# YOUR GOAL:
From the listing below, extract every line in which the word "walking" appears.

# MATERIAL FOR THIS EXERCISE:
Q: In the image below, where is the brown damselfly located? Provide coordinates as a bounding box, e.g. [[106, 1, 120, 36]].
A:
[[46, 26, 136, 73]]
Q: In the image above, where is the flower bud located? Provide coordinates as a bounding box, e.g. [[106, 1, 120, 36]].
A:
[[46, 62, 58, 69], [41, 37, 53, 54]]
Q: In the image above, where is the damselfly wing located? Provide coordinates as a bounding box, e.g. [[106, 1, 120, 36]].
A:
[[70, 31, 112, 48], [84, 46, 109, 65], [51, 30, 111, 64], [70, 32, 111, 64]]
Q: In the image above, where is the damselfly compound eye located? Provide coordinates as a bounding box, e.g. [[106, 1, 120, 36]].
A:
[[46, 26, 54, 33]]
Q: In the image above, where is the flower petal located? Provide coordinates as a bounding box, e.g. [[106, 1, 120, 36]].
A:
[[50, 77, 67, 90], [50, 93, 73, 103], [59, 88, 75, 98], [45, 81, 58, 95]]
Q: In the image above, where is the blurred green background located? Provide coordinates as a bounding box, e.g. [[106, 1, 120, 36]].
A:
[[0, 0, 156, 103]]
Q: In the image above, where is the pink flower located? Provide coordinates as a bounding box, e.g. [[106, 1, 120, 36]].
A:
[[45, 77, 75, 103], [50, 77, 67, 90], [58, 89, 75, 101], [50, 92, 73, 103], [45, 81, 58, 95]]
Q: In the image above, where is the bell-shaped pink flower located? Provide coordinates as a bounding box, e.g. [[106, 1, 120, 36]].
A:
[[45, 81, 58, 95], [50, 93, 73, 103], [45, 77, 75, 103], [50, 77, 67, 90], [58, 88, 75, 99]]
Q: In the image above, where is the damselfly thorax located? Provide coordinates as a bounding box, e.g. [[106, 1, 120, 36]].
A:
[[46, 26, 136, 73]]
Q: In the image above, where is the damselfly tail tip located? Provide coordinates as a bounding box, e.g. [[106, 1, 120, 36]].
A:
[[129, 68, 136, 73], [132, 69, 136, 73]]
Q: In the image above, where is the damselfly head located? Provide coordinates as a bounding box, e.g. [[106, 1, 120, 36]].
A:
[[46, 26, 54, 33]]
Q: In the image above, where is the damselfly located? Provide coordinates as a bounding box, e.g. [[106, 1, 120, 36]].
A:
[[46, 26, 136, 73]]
==
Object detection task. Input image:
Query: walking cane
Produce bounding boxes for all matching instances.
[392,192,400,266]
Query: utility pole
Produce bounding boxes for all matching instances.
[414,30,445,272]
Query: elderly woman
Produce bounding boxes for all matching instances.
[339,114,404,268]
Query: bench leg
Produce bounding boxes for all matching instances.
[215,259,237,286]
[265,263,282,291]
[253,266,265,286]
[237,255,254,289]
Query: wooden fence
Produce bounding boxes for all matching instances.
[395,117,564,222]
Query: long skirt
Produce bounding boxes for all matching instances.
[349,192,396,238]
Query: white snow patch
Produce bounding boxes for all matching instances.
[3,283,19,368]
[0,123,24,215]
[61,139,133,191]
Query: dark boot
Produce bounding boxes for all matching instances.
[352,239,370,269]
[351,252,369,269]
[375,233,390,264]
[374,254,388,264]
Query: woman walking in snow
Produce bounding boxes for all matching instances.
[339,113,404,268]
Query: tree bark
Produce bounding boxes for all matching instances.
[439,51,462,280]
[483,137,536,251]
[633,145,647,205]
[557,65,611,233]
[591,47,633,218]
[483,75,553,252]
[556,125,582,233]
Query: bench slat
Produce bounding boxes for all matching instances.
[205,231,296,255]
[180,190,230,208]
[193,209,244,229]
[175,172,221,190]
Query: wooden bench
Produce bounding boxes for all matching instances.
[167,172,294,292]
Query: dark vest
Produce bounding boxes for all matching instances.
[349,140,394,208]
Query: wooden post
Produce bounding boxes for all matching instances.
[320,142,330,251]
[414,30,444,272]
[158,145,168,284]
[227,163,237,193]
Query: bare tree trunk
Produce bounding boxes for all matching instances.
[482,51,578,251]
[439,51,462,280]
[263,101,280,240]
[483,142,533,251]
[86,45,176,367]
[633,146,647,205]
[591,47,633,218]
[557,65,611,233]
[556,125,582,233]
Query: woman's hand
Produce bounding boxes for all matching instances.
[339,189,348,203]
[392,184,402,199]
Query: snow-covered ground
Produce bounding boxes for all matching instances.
--
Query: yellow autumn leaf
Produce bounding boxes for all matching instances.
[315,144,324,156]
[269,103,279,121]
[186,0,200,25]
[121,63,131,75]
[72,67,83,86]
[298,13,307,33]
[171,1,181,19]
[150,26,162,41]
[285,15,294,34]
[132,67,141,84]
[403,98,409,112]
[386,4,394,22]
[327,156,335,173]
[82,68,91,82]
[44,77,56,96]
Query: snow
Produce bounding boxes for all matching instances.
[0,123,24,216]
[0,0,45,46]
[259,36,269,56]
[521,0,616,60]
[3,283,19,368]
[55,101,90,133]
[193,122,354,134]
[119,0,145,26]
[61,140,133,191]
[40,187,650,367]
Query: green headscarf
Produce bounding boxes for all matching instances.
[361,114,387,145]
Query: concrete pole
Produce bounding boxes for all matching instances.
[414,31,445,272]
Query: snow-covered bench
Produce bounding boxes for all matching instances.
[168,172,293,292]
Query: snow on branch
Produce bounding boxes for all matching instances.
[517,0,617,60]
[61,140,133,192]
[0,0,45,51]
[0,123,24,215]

# EXERCISE ANSWER:
Query: walking cane
Query: woman walking in snow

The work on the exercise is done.